* GEKOZEN TEKST
____
De rechtbank Gelderland heeft een besluit van het UWV vernietigd waarin de uitkeringsinstantie de hoogte van een WIA-uitkering van een vrouw op maar ongeveer 180 euro per maand vaststelde. Hoewel het UWV de wetgeving op zich juist toepaste, mocht de instantie volgens de rechtbank in dit geval niet vasthouden aan de strikte toepassing daarvan. De rechtbank oordeelt namelijk dat die toepassing voor de vrouw onevenredig nadelige gevolgen heeft, waardoor het UWV de wetgeving in dit bijzondere geval niet mocht toepassen en buiten beschouwing had moeten laten.
Ziek na twee maanden
De 28-jarige vrouw vroeg bij het UWV een arbeidsongeschiktheidsuitkering aan op grond van de Wet werk en inkomen naar arbeidsvermogen (WIA). Zij rondde recent haar studie af en vond ook een baan. Na ongeveer twee maanden raakte de vrouw arbeidsongeschikt door de gevolgen van een hersentumor. Daarna is ook een tumor in haar borst geconstateerd. De verwachting is dat ze uiteindelijk aan haar ziekte zal overlijden.
Lage uitkering
Het UWV stelde de hoogte van de WIA-uitkering vast op 182,42 euro per maand. Deze uitkering wordt berekend op basis van het gemiddelde dagloon dat je in het jaar voorafgaand aan de aanvraag hebt verdiend. Dit wordt het refertejaar genoemd. De uitkering valt in dit geval zo laag uit, omdat de vrouw alleen aan het eind van dat jaar werkte en de rest van het jaar nog niet. Door dit besluit worden de vrouw en haar echtgenoot geconfronteerd met financiële problemen. UWV geeft toe dat de lage uitkering onredelijk en onwenselijk is, maar zegt dat het probleem is dat het uitvoeringsinstituut deze regelgeving moet uitvoeren en geen uitzonderingen mag maken.
Startersregeling
Normaal gesproken zou iemand als deze vrouw in aanmerking komen voor de ‘startersregeling’, waarmee het dagloon hoger zou worden vastgesteld. Om starters op de arbeidsmarkt tegemoet te komen, heeft de wetgever namelijk een uitzondering gemaakt. In dit geval zou het gemiddelde dagloon van de vrouw worden berekend over de periode waarin zij daadwerkelijk geld heeft verdiend en niet het hele jaar voorafgaand aan de aanvraag. Voor de WIA geldt dat deze periode begint in de eerste maand dat je loon hebt ontvangen in het refertejaar.
Wat is het probleem?
De vrouw werkte tijdens het refertejaar een dag bij haar oude bijbaantje en verdiende daar 42,50 euro mee. Aangezien deze dag ligt in de eerste maand van het refertejaar, betekent dit dat de periode waarover het gemiddelde dagloon wordt berekend alsnog het gehele refertejaar wordt. De vrouw komt door die ene dag werk tijdens haar studie niet in aanmerking voor de startersregeling en daardoor valt haar uitkering aanzienlijk lager uit dan wanneer zij wel onder deze regeling zou vallen. Dit kan lang negatieve financiële gevolgen hebben voor de vrouw, omdat ook toekomstige uitkeringen op het laag vastgestelde dagloon zullen worden gebaseerd.
____
* AANGELEVERDE GEGEVENS
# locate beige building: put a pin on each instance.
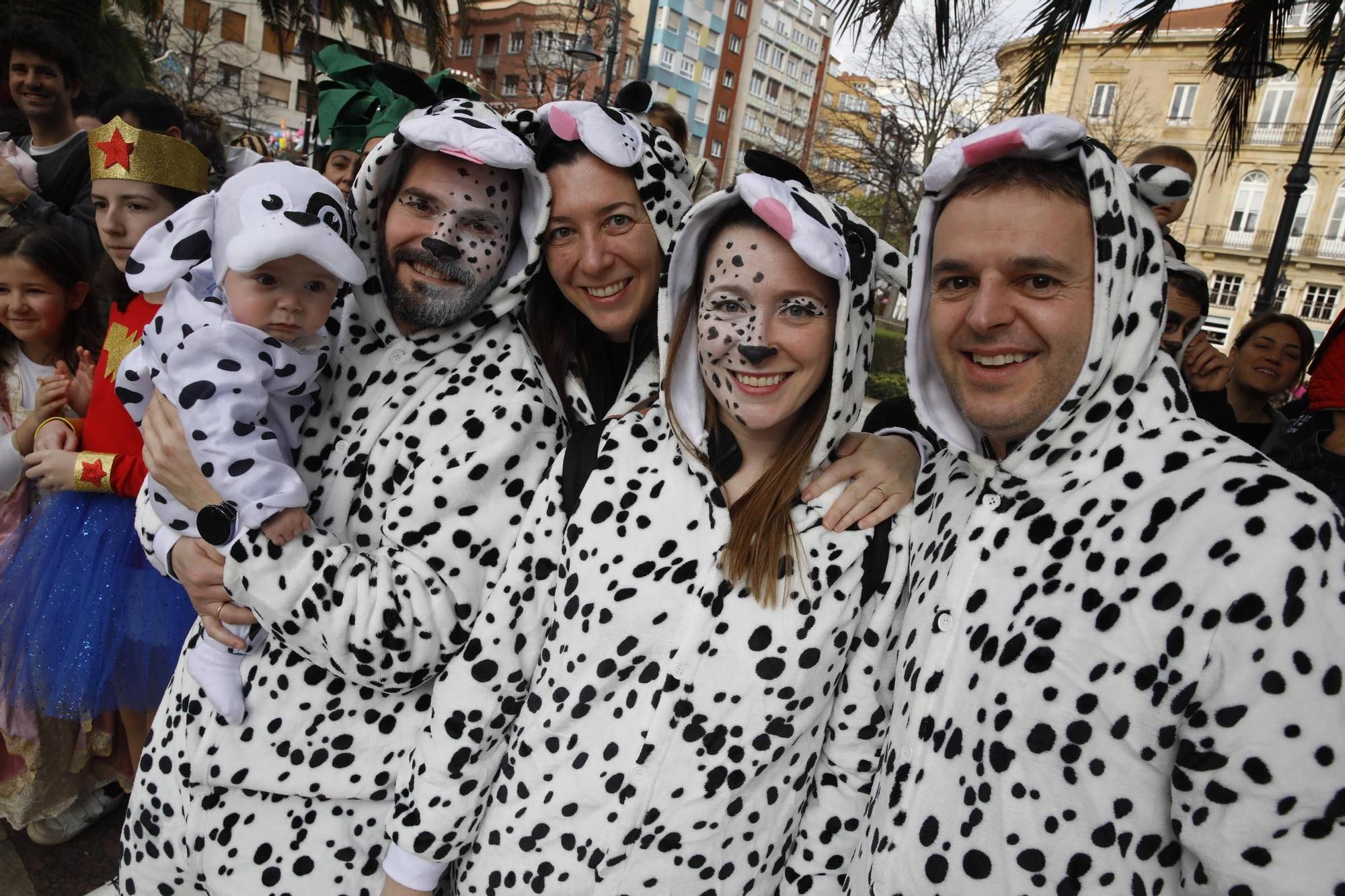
____
* OPDRACHTEN
**A)** Zet de alinea uit de tekst over de WIA-uitkering die begint met "De vrouw werkte tijdens het refertejaar" om in een korte opsomming met de belangrijkste feiten.
**B)** Noem alle tussenkopjes uit de tekst over de WIA-uitkering.

* ANTWOORDEN
**A)**
- In het refertejaar werkte de vrouw één dag bij haar oude bijbaantje en verdiende daar 42,50 euro mee.
- Die dag viel in de eerste maand van het refertejaar. Daardoor wordt het gemiddelde dagloon toch over het hele refertejaar berekend.
- Door die ene dag werk komt ze niet in aanmerking voor de startersregeling, en daardoor valt haar uitkering veel lager uit.
- Ook toekomstige uitkeringen worden op dat lage dagloon gebaseerd. Dat kan lang negatieve financiële gevolgen voor haar hebben.

**B)**
- Ziek na twee maanden
- Lage uitkering
- Startersregeling
- Wat is het probleem?